**Input records**.
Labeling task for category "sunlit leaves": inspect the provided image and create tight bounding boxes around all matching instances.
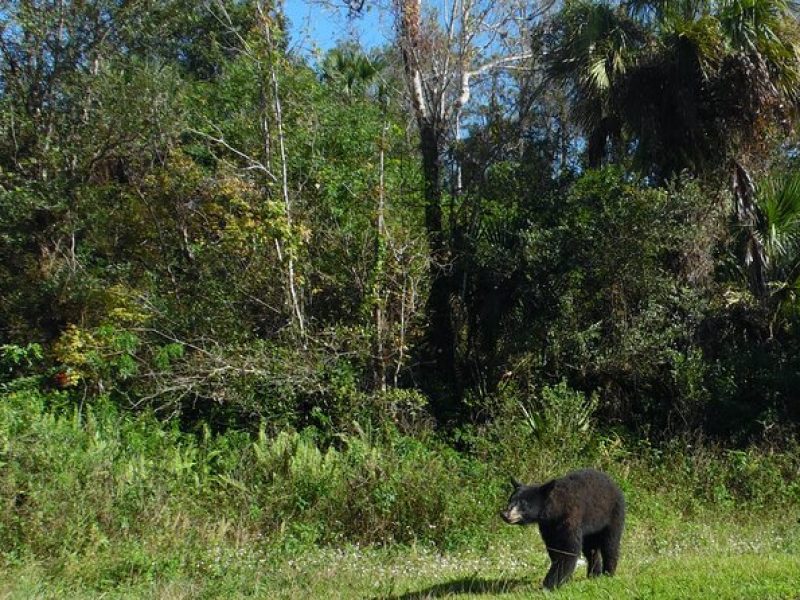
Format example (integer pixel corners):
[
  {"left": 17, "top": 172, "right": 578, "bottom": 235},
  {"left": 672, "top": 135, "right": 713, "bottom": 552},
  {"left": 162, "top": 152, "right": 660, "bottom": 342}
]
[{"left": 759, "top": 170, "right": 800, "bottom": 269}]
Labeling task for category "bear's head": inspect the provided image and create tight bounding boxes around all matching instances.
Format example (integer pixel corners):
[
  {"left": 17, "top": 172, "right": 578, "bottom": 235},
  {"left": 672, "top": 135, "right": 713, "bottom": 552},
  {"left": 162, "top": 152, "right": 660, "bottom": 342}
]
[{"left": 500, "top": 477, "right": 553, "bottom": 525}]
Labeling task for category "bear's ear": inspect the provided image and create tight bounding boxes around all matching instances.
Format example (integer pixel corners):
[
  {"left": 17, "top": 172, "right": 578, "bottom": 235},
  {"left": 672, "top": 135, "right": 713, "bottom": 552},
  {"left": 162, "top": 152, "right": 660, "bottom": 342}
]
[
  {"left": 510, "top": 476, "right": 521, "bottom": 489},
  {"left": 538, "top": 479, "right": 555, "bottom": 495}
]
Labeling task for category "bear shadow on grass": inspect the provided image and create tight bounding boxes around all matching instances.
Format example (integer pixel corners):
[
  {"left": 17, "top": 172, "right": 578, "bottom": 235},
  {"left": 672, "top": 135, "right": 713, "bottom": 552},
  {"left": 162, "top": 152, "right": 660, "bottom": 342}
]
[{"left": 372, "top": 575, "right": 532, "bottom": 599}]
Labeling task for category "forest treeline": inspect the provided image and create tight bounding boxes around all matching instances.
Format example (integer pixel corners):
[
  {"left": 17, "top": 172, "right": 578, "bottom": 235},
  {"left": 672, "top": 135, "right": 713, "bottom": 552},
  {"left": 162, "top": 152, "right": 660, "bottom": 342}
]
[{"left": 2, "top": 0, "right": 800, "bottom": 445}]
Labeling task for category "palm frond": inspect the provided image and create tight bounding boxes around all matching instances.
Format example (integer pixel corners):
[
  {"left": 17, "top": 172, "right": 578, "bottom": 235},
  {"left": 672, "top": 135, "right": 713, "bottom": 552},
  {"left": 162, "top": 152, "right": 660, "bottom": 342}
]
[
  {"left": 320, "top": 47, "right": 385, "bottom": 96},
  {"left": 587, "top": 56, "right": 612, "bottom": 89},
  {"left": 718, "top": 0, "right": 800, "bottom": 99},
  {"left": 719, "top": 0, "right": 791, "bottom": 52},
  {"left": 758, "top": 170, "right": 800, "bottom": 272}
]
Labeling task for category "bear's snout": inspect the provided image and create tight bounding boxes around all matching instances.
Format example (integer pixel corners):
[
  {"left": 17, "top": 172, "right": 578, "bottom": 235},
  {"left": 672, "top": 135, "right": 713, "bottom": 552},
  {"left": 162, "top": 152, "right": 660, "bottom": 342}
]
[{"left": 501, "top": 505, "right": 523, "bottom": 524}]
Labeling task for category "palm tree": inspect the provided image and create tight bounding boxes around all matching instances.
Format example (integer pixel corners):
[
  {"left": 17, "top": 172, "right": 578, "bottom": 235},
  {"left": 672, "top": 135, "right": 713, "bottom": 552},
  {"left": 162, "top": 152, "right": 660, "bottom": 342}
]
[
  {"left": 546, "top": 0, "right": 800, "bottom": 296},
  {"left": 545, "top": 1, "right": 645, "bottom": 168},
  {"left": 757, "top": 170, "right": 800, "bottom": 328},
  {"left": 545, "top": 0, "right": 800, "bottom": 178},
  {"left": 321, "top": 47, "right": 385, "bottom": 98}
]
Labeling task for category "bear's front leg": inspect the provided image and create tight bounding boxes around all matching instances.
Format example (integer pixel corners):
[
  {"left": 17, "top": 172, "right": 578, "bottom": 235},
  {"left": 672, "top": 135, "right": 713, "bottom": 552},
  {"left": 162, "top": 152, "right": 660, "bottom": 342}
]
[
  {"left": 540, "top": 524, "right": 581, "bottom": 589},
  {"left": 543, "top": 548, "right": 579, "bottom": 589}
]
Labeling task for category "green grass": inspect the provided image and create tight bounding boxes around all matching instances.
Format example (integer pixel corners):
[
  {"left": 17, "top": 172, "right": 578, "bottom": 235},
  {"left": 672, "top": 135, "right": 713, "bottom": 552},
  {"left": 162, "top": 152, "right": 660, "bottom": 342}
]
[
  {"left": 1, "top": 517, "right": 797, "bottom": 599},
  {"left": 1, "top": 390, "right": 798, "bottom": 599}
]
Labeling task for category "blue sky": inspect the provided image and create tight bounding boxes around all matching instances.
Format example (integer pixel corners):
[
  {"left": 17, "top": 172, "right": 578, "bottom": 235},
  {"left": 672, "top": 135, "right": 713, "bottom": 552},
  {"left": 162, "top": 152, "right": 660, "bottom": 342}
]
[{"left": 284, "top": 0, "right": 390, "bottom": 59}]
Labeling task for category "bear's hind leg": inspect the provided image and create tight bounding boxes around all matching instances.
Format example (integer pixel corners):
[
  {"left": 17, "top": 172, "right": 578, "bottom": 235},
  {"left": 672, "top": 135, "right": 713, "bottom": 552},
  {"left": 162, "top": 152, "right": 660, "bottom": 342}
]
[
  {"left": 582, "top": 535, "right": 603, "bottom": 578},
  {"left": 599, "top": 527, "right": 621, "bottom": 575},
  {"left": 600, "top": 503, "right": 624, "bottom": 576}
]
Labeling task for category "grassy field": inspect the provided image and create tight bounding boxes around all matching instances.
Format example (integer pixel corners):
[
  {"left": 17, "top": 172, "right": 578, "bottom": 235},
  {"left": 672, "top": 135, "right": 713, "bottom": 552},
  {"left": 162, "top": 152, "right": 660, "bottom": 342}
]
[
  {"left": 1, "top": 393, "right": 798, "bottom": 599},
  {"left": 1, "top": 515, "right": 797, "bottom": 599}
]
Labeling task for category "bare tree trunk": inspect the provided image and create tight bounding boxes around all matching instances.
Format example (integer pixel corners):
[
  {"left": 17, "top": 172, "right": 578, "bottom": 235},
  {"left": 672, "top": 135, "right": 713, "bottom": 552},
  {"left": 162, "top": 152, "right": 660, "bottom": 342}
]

**What is expected**. Sift the material for lines with the string "bear". Copy each one found.

**Expected output**.
Labeling task for category "bear's head": inspect the provided image and create tight bounding boxes around all matching instances.
Labeling task for category "bear's ear": inspect the provided image and create tight bounding boxes around all matching instances.
Labeling task for category "bear shadow on grass": inspect the provided image and create tight bounding boxes around all matching instances.
Labeling task for category "bear's snout": inspect the provided image and create tight bounding boxes around all matching instances.
Labeling task for category "bear's front leg": inspect the provided image and create tight bounding boxes around all matching instances.
Labeling task for category "bear's hind leg": inspect the provided image and create tight bounding boxes around all matching instances.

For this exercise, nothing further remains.